AUFGABE 1 »
Beantworte zum Text über die Arbeit mit Models diese Fragen:
(a) Welche Rollen übernimmt man als Fotograf neben Dirigent und Auslöser oft noch?
(b) Bei welchen Models wurden persönliche Probleme bisher besonders häufig beobachtet?
(c) Wozu ist die Arbeit vor der Kamera für viele geworden?
AUFGABE 2 » Gib aus dem Text über die Arbeit mit Models alles von „Fotologe oder doch“ bis hinunter zu „viel Fingerspitzengefühl mitbringen.“ wortgetreu wieder.

BEREITGESTELLTER TEXT »
Fotologe oder doch Psychograf?
Abseits der eigentlichen Funktion als Dirigent und Auslöser ist man als Fotograf ja oft auch noch Hausmeister, Gärtner, Schneider, Visagist und Kleiderständer zugleich. Neben all diesen Tätigkeiten ist ein nicht ganz unerheblicher Teil der Arbeit, wenn nicht sogar der Wichtigste, die Interaktion mit den beteiligten Personen. Die zwischenmenschliche Komponente ist extrem wichtig und entscheidend für ein gutes Ergebnis. Sehr oft stellt sich aber genau diese so wichtige Kommunikation als eine Gratwanderung dar. Und zwar dann, wenn persönliche Probleme des Models ins Spiel kommen. Gerade hier muss man als Fotograf sehr viel Fingerspitzengefühl mitbringen.
Die Erfahrung zeigt, dass viele der oft relativ jungen Menschen mit teils doch gravierenden persönlichen Problemen zu kämpfen haben. Sehr häufig konnte ich das bisher vor allem bei meinen weiblichen Models beobachten. Für viele ist die Arbeit vor der Kamera zu einer Art Therapie geworden. Sei es als reine Beschäftigungstherapie oder aber um das eigene Selbstwertgefühl etwas ins Lot zu bringen. Mir geht es dabei vor allem um Letzteres. Von nicht vorhandenen Makeln bis hin zu gravierenden Persönlichkeitsstörungen ist da fast alles vertreten. So manche Horrorgeschichte lässt mich aber daran zweifeln, dass alle Fotografen verstanden haben was man bei diesen Menschen durch dumme und unüberlegte Kommentare kaputt machen kann.

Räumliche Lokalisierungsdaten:
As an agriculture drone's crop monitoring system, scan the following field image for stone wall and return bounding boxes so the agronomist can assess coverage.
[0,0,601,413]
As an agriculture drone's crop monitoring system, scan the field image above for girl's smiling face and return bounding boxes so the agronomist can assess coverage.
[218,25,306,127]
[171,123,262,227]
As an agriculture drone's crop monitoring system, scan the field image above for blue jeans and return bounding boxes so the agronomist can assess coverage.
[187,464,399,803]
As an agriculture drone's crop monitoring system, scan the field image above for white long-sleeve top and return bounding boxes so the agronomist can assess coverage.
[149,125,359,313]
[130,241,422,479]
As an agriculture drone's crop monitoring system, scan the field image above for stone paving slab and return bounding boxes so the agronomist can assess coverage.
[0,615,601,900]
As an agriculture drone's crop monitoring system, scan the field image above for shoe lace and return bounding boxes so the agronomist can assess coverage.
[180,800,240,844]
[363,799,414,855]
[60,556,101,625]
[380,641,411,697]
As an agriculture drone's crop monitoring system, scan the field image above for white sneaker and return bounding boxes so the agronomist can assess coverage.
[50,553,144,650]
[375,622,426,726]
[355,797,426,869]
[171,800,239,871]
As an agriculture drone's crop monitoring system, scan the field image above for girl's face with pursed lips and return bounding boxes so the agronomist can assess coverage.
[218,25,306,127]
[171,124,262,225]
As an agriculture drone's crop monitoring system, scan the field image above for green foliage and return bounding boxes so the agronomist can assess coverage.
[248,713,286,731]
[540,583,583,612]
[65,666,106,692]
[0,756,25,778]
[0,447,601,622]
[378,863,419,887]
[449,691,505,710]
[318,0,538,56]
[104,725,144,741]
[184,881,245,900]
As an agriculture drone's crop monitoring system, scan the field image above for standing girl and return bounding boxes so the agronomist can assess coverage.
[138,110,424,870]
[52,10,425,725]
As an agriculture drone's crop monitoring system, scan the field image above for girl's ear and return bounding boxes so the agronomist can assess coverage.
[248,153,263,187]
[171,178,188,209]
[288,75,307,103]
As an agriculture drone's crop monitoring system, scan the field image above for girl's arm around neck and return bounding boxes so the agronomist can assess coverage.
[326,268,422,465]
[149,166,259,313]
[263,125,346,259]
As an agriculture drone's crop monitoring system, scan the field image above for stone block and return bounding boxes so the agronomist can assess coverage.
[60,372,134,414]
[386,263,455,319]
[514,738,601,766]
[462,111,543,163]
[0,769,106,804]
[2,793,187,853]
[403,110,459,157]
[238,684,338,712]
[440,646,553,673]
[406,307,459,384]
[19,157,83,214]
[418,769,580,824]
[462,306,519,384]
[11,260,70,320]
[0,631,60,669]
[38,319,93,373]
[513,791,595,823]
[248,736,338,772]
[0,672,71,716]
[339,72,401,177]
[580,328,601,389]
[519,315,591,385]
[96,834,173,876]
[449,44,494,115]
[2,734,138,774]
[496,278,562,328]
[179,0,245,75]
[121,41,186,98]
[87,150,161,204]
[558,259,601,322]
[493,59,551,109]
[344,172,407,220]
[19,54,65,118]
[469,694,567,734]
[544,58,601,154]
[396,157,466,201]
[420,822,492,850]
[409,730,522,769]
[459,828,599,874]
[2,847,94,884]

ERWARTETE ANTWORT 1 »
(a) Hausmeister, Gärtner, Schneider, Visagist und Kleiderständer
(b) Bei den weiblichen Models
(c) Zu einer Art Therapie

ERWARTETE ANTWORT 2 »
Fotologe oder doch Psychograf?
Abseits der eigentlichen Funktion als Dirigent und Auslöser ist man als Fotograf ja oft auch noch Hausmeister, Gärtner, Schneider, Visagist und Kleiderständer zugleich. Neben all diesen Tätigkeiten ist ein nicht ganz unerheblicher Teil der Arbeit, wenn nicht sogar der Wichtigste, die Interaktion mit den beteiligten Personen. Die zwischenmenschliche Komponente ist extrem wichtig und entscheidend für ein gutes Ergebnis. Sehr oft stellt sich aber genau diese so wichtige Kommunikation als eine Gratwanderung dar. Und zwar dann, wenn persönliche Probleme des Models ins Spiel kommen. Gerade hier muss man als Fotograf sehr viel Fingerspitzengefühl mitbringen.